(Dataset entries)

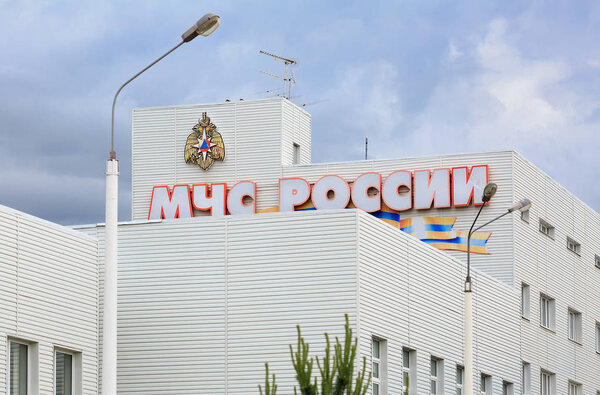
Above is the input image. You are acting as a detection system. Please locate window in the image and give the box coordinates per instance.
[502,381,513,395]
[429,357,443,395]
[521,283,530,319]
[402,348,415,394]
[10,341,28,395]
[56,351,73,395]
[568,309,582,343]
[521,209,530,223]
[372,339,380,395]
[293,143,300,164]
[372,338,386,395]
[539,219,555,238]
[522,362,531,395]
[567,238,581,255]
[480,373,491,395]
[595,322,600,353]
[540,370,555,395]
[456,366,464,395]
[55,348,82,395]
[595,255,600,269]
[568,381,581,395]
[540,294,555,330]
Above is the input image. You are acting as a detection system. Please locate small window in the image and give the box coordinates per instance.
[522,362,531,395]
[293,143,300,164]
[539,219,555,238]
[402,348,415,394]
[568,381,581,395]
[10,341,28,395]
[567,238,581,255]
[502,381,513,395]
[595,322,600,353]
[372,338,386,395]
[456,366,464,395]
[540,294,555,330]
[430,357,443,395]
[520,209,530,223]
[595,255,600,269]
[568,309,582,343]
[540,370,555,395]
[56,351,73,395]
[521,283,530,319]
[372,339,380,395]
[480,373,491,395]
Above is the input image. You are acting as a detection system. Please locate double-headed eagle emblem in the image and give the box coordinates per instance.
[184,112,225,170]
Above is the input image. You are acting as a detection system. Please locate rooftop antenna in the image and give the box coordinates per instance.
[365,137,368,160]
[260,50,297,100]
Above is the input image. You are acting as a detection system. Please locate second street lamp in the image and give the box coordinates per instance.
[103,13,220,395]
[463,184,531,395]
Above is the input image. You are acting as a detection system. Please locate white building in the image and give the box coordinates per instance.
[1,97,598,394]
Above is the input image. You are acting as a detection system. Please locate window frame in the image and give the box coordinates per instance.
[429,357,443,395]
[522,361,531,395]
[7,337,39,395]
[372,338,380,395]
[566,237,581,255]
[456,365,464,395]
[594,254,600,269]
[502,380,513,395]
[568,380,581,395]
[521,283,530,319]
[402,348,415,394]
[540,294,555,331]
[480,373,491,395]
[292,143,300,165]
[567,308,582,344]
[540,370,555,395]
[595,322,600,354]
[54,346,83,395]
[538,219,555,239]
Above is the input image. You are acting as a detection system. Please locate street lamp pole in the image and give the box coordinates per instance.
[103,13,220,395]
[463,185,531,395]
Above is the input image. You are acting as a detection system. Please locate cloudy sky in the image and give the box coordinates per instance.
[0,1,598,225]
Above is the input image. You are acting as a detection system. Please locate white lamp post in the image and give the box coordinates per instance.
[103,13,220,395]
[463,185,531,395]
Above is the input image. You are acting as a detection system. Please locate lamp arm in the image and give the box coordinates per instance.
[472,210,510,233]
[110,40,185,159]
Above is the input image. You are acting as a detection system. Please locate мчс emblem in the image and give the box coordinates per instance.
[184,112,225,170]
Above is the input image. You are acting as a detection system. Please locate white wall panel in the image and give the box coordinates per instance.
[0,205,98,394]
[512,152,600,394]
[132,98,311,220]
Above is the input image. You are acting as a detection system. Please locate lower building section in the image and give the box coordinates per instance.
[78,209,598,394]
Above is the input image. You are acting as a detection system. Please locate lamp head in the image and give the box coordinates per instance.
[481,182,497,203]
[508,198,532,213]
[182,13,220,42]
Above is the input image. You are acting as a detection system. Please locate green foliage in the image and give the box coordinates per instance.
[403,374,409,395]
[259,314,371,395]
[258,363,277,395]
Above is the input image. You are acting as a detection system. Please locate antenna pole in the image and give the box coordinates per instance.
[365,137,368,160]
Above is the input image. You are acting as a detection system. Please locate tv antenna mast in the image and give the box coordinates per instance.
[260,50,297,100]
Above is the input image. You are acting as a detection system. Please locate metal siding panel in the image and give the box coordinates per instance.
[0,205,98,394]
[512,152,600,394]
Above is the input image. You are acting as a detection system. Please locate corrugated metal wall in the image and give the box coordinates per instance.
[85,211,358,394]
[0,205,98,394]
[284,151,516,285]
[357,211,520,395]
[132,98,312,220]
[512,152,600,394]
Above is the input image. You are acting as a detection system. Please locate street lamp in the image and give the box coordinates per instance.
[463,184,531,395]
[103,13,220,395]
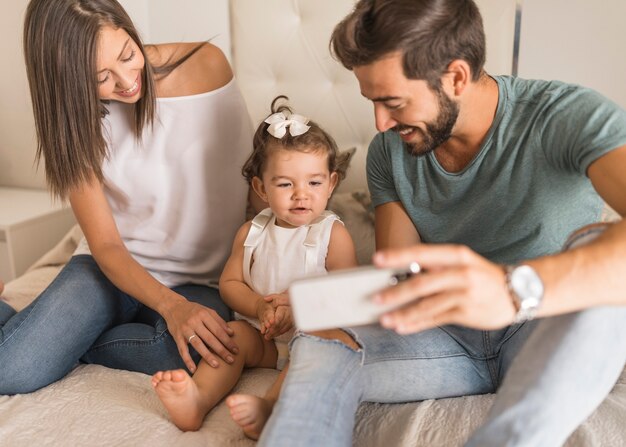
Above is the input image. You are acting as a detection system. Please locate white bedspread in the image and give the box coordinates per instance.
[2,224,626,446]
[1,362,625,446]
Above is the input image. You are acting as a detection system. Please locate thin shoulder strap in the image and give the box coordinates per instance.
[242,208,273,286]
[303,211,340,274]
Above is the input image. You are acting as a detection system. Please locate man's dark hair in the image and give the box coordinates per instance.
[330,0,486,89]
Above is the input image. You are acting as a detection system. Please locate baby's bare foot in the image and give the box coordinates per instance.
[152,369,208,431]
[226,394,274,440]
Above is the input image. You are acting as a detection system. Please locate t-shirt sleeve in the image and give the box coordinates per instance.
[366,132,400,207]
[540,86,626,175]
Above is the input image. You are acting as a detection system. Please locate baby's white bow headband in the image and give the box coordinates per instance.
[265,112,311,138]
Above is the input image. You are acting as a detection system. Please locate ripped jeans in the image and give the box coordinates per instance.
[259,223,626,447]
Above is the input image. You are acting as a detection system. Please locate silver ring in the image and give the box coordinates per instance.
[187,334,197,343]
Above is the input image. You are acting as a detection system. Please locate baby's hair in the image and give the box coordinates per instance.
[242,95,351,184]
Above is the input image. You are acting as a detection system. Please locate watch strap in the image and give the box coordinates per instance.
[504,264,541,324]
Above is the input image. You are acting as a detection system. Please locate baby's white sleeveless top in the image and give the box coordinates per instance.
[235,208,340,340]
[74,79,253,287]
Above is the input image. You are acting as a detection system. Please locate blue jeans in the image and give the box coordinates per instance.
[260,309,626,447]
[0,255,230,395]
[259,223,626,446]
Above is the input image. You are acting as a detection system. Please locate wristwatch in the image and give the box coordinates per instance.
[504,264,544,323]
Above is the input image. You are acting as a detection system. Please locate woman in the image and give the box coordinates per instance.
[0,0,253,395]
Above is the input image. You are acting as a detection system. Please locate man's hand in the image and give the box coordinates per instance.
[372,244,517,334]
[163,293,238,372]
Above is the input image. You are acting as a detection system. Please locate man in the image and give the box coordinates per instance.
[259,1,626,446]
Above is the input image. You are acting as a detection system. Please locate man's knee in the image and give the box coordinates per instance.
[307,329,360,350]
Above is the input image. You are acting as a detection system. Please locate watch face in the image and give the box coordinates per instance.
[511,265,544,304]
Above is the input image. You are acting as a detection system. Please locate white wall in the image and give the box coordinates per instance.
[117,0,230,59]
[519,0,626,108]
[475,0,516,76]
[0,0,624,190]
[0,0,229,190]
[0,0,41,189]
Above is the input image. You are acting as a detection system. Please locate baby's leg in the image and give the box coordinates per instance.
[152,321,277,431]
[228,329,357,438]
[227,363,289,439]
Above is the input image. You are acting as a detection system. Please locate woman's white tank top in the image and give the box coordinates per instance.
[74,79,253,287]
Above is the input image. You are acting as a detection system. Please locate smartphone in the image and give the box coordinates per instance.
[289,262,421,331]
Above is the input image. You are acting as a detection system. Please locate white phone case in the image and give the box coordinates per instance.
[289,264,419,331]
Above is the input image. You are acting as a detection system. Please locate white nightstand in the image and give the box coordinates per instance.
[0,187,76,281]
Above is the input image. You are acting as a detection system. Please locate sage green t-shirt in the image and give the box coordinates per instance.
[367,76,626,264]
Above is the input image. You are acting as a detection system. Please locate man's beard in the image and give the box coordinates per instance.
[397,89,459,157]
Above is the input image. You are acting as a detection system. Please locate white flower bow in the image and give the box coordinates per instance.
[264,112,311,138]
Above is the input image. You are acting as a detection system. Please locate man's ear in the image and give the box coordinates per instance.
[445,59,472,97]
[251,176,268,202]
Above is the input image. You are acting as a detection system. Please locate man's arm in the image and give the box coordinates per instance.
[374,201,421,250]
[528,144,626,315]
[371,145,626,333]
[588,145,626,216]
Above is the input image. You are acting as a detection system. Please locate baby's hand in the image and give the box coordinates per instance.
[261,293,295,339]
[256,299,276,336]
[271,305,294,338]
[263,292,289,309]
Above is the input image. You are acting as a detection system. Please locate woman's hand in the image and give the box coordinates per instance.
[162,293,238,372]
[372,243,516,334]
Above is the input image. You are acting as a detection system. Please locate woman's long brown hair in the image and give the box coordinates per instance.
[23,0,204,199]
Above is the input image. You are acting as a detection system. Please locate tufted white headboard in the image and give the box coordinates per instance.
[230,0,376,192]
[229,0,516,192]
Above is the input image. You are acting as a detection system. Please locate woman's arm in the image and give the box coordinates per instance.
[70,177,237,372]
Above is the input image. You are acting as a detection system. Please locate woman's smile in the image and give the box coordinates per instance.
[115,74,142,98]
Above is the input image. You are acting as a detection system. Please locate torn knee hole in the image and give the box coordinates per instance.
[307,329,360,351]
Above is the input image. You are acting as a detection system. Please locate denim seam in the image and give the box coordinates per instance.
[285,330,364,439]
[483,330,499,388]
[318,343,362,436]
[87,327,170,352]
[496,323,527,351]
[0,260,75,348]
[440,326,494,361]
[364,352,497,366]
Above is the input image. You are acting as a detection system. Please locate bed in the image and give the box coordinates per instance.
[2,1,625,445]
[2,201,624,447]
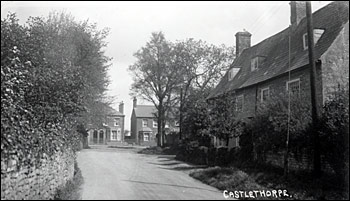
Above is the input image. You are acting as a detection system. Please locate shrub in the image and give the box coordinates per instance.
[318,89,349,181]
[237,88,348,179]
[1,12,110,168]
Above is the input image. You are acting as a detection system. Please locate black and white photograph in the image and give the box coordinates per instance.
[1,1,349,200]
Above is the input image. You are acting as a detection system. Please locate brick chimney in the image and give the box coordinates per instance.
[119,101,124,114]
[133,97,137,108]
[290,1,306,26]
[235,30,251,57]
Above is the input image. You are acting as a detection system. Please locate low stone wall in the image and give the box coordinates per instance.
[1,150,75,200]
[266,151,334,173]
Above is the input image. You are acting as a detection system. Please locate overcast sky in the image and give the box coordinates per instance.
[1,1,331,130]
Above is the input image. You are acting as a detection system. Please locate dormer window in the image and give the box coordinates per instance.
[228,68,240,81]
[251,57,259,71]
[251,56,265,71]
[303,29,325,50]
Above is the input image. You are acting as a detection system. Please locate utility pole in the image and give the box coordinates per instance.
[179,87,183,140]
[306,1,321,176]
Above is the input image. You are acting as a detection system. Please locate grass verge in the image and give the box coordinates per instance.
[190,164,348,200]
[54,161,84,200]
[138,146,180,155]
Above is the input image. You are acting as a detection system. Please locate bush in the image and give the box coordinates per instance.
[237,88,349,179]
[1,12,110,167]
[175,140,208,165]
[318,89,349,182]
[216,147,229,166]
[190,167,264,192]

...

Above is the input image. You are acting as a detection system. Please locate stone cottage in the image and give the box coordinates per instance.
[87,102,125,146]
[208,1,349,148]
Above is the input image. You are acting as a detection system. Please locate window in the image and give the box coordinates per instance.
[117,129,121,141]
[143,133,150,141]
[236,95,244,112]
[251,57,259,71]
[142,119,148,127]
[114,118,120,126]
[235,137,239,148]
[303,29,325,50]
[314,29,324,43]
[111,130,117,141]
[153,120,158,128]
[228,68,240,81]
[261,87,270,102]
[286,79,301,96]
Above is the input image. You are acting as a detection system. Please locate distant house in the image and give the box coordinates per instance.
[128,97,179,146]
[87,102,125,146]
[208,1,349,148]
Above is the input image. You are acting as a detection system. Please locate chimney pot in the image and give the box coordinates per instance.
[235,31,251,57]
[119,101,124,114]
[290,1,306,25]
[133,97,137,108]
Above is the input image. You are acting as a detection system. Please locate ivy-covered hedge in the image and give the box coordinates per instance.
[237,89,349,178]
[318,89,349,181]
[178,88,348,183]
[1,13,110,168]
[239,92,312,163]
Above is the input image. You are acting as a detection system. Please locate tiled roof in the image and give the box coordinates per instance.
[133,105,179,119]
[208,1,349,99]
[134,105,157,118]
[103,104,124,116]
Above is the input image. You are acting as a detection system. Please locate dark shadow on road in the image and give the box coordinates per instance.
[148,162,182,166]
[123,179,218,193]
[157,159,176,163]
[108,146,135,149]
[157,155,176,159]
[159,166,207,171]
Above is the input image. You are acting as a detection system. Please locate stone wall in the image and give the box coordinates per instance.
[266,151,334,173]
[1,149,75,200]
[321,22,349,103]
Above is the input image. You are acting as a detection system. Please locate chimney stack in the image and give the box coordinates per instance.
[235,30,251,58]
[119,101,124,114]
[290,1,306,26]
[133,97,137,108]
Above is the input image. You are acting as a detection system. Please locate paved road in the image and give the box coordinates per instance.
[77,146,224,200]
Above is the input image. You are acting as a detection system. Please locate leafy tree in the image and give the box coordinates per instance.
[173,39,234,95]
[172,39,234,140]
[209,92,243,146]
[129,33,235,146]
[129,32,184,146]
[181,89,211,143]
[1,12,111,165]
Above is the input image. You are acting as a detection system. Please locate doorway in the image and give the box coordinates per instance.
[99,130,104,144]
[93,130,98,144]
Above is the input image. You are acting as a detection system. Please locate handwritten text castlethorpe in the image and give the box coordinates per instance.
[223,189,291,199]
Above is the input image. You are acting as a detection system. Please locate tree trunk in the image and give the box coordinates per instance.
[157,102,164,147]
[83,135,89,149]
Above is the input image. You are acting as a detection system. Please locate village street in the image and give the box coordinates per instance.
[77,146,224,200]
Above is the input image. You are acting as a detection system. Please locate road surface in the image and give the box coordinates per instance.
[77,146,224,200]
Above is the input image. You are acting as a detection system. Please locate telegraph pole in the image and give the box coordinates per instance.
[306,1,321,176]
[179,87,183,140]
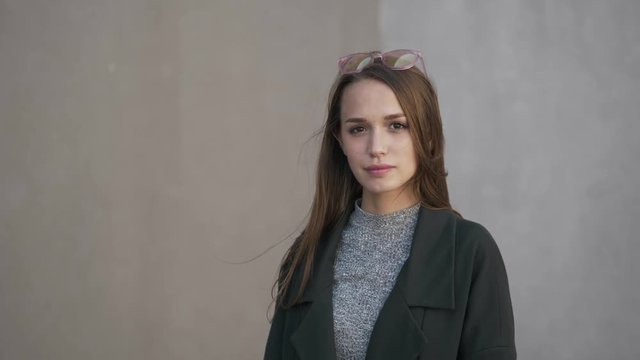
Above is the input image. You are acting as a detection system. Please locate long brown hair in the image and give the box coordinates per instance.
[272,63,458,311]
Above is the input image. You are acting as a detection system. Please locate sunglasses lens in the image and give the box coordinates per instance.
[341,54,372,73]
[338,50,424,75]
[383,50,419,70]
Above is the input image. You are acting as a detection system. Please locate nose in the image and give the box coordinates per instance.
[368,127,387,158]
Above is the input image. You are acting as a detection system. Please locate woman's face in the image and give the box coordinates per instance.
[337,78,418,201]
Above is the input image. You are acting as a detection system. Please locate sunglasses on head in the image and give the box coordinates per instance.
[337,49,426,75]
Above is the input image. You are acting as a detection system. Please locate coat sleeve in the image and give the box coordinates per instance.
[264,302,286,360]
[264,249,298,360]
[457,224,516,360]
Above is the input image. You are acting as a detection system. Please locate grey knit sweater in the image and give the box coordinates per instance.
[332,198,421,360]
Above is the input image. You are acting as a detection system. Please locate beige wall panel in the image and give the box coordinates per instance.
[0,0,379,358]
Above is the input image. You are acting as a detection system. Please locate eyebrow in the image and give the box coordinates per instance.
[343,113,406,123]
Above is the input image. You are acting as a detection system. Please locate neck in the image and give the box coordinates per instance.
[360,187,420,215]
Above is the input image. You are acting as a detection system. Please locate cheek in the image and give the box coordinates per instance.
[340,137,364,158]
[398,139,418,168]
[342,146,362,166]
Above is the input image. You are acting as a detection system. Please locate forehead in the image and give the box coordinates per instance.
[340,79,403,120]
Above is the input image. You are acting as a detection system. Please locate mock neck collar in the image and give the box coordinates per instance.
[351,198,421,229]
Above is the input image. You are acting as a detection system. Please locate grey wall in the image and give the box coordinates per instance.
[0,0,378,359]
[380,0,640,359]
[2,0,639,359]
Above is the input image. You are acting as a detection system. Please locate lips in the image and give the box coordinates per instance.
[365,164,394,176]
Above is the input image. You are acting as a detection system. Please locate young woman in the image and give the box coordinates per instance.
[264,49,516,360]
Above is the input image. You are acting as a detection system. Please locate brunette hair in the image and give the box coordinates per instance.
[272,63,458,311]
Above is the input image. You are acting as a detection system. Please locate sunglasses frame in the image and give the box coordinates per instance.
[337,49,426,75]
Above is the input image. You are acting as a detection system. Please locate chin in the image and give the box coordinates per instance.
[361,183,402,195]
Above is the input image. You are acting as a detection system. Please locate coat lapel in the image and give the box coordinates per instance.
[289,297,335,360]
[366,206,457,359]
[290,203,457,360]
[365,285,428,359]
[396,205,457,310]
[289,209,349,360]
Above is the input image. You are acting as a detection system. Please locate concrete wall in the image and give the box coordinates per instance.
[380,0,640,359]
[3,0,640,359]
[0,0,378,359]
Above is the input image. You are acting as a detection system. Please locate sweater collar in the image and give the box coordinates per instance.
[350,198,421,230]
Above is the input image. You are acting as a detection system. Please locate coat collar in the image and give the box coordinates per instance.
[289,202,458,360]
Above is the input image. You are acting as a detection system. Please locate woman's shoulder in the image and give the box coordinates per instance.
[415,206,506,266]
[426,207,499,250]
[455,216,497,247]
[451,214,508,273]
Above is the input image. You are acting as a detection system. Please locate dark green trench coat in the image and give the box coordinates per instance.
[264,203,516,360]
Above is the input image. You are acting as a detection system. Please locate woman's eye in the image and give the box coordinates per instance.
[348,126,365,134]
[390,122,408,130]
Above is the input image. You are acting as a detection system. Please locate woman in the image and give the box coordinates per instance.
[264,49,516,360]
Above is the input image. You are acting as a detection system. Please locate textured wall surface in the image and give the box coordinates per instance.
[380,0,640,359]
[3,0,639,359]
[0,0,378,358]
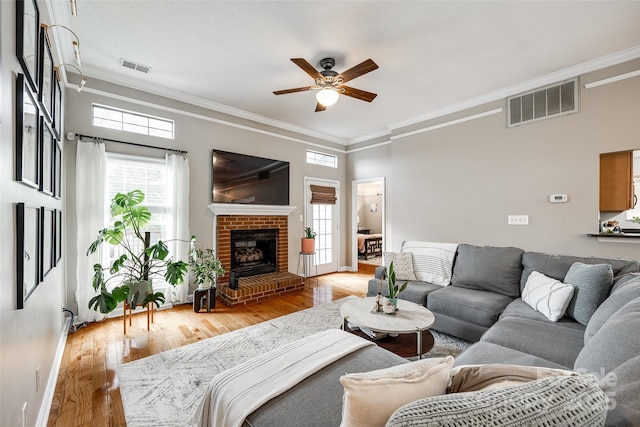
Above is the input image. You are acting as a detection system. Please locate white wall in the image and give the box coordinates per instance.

---

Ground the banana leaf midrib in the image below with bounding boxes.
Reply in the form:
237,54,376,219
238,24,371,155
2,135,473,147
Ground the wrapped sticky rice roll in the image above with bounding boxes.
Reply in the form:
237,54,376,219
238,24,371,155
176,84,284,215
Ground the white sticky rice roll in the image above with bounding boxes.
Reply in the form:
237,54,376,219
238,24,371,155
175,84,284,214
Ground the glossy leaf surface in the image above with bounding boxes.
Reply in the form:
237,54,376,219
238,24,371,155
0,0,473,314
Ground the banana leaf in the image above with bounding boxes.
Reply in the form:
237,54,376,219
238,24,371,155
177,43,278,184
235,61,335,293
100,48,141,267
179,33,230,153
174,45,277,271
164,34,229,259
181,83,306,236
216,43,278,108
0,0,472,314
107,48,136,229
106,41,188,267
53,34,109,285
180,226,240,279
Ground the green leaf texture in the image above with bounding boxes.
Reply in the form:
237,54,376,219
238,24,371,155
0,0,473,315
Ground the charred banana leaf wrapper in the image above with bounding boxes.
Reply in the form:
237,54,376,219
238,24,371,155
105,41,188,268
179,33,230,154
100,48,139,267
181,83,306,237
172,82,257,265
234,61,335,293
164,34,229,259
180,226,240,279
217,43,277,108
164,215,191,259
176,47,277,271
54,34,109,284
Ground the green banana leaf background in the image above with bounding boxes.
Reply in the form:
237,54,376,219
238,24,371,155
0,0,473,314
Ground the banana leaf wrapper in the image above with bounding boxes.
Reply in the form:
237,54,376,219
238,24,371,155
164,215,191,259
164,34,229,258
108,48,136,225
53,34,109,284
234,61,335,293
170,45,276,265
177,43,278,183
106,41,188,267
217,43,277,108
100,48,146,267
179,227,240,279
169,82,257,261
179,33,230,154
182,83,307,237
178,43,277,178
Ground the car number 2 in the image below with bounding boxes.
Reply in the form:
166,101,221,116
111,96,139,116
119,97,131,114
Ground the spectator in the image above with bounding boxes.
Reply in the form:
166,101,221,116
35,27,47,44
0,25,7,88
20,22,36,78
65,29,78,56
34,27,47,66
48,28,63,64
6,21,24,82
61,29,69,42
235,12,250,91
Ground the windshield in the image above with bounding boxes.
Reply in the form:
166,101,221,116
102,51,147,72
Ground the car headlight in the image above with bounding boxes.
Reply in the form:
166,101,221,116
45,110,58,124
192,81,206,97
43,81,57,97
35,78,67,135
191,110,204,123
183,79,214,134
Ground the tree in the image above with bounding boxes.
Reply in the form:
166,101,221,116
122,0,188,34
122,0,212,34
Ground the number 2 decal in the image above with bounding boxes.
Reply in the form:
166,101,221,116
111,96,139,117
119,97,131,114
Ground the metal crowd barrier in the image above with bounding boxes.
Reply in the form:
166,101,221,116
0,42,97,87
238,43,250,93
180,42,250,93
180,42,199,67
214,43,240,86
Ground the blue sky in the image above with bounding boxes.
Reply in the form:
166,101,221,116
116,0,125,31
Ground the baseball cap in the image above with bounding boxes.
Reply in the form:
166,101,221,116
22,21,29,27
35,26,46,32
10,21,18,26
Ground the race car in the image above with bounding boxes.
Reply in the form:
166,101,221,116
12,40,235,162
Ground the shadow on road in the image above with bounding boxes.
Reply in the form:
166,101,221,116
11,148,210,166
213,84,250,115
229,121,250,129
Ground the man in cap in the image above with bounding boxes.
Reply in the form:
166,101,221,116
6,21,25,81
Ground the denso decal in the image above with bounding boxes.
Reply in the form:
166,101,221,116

[Exercise brief] Your answer must be a copy of every line in the data above that holds the string "decal".

[Completed task]
Ground the number 2 decal in the image above with bounding boxes.
Ground the denso decal in the image above with bounding boxes.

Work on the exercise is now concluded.